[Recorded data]

────────────────────

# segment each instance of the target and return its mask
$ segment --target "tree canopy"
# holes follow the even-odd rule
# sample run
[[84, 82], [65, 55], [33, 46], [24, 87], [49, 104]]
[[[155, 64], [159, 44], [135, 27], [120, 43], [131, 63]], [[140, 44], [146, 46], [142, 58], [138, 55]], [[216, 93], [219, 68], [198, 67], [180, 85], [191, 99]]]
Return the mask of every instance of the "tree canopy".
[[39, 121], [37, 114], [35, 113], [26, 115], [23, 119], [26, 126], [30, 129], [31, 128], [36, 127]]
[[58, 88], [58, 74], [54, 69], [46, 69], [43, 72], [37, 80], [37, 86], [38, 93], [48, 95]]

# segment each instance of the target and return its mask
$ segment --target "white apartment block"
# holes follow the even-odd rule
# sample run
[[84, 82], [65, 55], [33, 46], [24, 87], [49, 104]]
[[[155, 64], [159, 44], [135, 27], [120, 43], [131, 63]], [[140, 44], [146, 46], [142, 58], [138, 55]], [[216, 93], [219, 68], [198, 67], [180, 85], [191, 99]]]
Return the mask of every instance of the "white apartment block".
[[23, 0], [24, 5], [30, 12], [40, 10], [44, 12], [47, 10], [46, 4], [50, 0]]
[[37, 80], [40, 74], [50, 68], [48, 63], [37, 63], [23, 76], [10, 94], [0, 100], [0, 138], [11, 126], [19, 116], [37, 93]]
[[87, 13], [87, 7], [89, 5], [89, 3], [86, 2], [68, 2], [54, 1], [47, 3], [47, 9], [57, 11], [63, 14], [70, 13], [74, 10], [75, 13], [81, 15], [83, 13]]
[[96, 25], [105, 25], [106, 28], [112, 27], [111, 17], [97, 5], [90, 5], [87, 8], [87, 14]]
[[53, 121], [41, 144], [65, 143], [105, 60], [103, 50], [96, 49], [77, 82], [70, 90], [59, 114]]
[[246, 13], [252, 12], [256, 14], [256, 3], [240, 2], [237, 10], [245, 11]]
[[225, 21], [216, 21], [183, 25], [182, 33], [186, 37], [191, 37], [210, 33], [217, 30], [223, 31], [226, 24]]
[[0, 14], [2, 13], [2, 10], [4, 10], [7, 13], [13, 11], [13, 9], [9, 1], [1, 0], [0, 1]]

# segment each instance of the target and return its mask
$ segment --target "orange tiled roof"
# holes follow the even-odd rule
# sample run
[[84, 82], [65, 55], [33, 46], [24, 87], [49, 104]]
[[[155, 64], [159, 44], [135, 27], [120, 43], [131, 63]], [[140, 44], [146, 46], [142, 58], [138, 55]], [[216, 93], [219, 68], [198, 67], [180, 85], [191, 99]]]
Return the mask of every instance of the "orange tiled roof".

────────────────────

→ What is being asked:
Render the lines as a Markdown table with columns "Row" and "Line", starting at the first line of the recorded data and ending at the line that contains "93], [48, 95]]". Leave out blank lines.

→ Reply:
| Row | Line |
|---|---|
| 1 | # segment each instance of the target and return its mask |
| 2 | $ segment --target "tree canopy" |
| 3 | # holes follow the even-odd rule |
| 4 | # sample run |
| 5 | [[84, 82], [65, 55], [33, 46], [24, 87], [49, 104]] |
| 6 | [[[155, 64], [159, 44], [135, 27], [120, 43], [131, 63]], [[140, 44], [146, 46], [142, 58], [138, 55]], [[216, 93], [219, 68], [198, 67], [180, 85], [191, 99]]] |
| 7 | Return the mask of every instance of the "tree canopy". |
| 8 | [[39, 121], [37, 114], [35, 113], [26, 115], [23, 119], [26, 126], [30, 129], [31, 128], [36, 127]] |
| 9 | [[58, 88], [58, 74], [54, 69], [46, 69], [43, 72], [37, 80], [37, 86], [38, 93], [48, 95]] |